Compito richiesto → Riporta il brano del testo fornito compreso tra "28 dicembre 2006" e "Hiromi e Albertino.", estremi inclusi, rinominando "Giù per il tubo" in "Flushed Away".

Testo fornito →
28 dicembre 2006

Giù per il tubo (D. Bowers, S. Fell, 2006)

Giù per il tubo (Flushed Away)
di David Bowers, Sam Fell – GB/USA 2006
animazione digitale
***

Visto ieri al cinema Colosseo, con Hiromi e Albertino.

Un topolino che vive in una gabbia dorata all'interno di un appartamento di Kensington, a Londra, si ritrova catapultato nelle fognature ed entra così in contatto con il mondo dei ratti delle fogne. Nel corso di una movimentatissima avventura (al tentativo di tornare a casa si aggiunge la lotta contro una perfida rana e il suo piano per spazzare via la comunità dei topi) troverà anche l'amore. Per la prima volta la Aardman, la casa di Wallace & Gromit, abbandona la plastilina e, in collaborazione con la Dreamworks, realizza un film tutto in CGI. L'aspetto grafico dei personaggi e la loro "consistenza" (sia pure virtuale) sono però gli stessi di sempre, così come il divertimento, le trovate, la simpatia. La tecnica digitale consente in più di raggiungere un maggior dinamismo e fluidità nelle scene d'azione, che sono peraltro molto lunghe ed elaborate, addirittura a volte esageratamente "fisiche" e rendono il film assai movimentato. Nel complesso mi è piaciuto molto, l'ho trovato divertente e pieno di momenti godibilissimi. È ricco anche di battute autoironiche sull'Inghilterra e gli inglesi, ma anche di gag "politiche" su americani e francesi, riferimenti ai recenti mondiali di calcio, e mille altre cose. Magnifiche le lumache urlanti e canterine.

27 dicembre 2006

Vento di passioni (E. Zwick, 1994)

Vento di passioni (Legends of the Fall)
di Edward Zwick – USA 1994
con Brad Pitt, Anthony Hopkins
*1/2

Visto in TV, con Hiromi.

Un polpettone storico-romantico, dai toni esagerati e sopra le righe, in parte saga familiare e in parte tormentata storia d'amore, anche se mi aspettavo che se il lato sentimentale, visto anche il titolo italiano, avesse un peso maggiore nella vicenda. Nonostante avessi parecchi pregiudizi (molti dei quali confermati dalla visione), alla fine il film non mi è del tutto dispiaciuto. Se l'ambientazione potrebbe essere quella di un romanzo Harmony e i personaggi principali risultano stereotipati e fin troppo delineati (si capisce tutto di loro pochi secondi dopo la prima apparizione, e nel corso del film rimangono immutati tanto fisicamente quanto moralmente), la pellicola è comunque attraversata da una certa forza viscerale da soap opera, la stessa dei grandi "drammoni" romantici americani da "Via col vento" in poi, che sorregge le vicende fino in fondo. I temi storici (la prima guerra mondiale, il proibizionismo) sono comunque affrontati in maniera quasi ridicola e non mancano tocchi ingenui di politically correct (si pensi al rapporto dei protagonisti con gli indiani). Regia e fotografia non mostrano qualità particolari, mentre nel cast spicca su tutti un ottimo Anthony Hopkins nei panni del vecchio patriarca della famiglia.

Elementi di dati
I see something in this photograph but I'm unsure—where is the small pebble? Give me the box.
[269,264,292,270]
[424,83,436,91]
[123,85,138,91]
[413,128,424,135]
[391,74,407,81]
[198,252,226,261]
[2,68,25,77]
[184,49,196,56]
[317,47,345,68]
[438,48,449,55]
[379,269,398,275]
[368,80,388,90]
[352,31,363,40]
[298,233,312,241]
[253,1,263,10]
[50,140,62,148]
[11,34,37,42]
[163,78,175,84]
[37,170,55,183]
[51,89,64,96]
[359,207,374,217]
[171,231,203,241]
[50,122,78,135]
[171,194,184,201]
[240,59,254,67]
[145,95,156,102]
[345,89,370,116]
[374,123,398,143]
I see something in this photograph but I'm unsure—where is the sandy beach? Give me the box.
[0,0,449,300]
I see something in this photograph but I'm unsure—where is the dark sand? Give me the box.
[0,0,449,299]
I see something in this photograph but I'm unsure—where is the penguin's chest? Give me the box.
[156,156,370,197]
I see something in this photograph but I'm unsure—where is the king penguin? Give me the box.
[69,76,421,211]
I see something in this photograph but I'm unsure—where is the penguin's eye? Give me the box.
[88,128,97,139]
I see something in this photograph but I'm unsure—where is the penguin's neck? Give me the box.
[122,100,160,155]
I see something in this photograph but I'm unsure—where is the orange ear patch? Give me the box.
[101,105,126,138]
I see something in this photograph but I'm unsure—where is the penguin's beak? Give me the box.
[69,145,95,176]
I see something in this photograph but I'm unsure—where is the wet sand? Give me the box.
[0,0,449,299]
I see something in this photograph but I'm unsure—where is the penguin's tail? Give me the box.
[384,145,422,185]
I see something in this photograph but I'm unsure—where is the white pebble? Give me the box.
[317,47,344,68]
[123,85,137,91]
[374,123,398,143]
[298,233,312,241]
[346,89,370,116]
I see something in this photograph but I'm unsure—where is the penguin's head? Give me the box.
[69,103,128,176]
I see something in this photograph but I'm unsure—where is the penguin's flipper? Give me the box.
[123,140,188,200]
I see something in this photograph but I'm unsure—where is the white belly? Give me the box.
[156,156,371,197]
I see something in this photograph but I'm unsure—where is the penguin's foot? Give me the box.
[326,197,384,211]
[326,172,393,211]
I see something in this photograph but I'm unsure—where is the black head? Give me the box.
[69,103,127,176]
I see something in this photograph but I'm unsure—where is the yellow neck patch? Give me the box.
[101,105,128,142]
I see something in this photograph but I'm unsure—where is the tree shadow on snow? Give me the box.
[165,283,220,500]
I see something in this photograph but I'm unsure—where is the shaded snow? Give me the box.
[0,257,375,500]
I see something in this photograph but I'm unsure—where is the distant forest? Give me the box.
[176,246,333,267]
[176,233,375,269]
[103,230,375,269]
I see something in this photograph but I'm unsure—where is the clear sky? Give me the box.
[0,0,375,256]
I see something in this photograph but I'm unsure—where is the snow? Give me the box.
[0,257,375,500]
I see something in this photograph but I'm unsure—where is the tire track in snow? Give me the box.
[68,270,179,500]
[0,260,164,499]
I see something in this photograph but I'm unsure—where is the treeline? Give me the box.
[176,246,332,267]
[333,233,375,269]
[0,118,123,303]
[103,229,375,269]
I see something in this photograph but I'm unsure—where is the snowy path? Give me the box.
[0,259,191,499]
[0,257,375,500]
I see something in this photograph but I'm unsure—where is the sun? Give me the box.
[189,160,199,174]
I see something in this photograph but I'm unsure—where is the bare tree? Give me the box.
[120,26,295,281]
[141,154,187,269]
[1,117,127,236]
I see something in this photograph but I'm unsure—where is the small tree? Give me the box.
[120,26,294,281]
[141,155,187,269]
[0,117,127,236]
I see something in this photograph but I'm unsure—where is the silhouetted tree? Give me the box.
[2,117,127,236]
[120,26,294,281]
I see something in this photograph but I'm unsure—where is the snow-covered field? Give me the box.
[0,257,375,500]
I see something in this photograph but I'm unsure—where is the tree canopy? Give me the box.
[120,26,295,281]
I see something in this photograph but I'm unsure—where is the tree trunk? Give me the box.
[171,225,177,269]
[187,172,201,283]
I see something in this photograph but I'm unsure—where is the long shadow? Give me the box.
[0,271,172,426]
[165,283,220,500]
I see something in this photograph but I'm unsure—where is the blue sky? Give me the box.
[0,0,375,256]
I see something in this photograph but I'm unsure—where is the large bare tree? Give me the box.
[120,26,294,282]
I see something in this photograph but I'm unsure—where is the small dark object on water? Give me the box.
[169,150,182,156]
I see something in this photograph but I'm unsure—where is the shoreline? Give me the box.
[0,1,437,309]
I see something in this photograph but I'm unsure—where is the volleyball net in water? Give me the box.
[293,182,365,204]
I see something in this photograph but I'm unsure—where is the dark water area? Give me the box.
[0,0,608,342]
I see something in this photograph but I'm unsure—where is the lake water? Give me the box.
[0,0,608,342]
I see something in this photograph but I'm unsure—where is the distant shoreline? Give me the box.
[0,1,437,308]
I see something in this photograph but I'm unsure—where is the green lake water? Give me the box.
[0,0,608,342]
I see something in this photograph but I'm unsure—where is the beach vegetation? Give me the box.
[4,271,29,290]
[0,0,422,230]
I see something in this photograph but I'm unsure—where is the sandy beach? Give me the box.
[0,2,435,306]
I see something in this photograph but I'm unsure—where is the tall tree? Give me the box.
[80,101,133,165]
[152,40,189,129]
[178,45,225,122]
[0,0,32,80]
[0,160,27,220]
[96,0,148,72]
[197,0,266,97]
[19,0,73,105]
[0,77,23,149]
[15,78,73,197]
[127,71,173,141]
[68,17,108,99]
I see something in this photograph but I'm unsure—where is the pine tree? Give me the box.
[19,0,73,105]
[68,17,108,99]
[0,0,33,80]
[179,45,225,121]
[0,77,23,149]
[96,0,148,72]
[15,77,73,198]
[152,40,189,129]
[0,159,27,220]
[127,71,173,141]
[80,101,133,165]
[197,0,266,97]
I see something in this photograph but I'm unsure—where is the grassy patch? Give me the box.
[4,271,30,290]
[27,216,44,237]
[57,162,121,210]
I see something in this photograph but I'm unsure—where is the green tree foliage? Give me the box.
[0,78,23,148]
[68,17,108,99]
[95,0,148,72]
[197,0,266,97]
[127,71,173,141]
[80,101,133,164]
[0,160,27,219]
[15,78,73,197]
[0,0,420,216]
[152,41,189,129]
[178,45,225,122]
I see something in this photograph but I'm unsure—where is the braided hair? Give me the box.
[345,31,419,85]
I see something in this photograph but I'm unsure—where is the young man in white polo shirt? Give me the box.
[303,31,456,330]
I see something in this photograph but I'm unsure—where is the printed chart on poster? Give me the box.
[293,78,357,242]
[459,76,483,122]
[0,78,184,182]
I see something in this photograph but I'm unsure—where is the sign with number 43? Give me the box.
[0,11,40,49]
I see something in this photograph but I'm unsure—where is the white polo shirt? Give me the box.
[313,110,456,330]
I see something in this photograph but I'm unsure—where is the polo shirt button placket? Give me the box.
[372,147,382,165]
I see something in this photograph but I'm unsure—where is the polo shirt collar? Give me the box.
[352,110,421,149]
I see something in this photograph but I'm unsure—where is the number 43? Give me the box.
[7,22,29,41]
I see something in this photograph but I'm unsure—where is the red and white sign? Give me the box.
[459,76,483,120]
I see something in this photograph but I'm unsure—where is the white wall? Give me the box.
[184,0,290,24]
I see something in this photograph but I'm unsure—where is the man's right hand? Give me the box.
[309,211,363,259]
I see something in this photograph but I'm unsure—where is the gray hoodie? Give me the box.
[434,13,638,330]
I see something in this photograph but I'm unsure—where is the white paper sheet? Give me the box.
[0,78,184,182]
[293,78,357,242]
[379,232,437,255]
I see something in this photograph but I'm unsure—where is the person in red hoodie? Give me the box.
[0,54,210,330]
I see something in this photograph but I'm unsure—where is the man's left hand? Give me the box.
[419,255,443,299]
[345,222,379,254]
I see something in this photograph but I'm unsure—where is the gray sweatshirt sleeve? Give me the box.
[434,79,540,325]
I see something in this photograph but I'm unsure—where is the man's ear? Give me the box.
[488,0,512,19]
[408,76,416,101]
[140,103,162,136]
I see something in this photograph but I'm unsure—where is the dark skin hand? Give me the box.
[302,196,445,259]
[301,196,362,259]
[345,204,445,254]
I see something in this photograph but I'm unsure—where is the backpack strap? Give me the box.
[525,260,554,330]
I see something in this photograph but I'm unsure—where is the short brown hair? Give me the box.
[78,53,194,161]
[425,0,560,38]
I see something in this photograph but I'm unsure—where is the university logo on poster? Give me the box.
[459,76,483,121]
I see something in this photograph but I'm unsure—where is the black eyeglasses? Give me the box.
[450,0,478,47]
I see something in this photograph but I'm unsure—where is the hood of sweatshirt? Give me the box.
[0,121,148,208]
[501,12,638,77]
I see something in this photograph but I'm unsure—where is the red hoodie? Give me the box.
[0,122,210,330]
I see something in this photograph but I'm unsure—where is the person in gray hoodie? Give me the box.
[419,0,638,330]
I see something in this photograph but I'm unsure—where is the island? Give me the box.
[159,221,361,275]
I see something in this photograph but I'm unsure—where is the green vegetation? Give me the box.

Risposta →
28 dicembre 2006

Flushed Away (D. Bowers, S. Fell, 2006)

Flushed Away (Flushed Away)
di David Bowers, Sam Fell – GB/USA 2006
animazione digitale
***

Visto ieri al cinema Colosseo, con Hiromi e Albertino.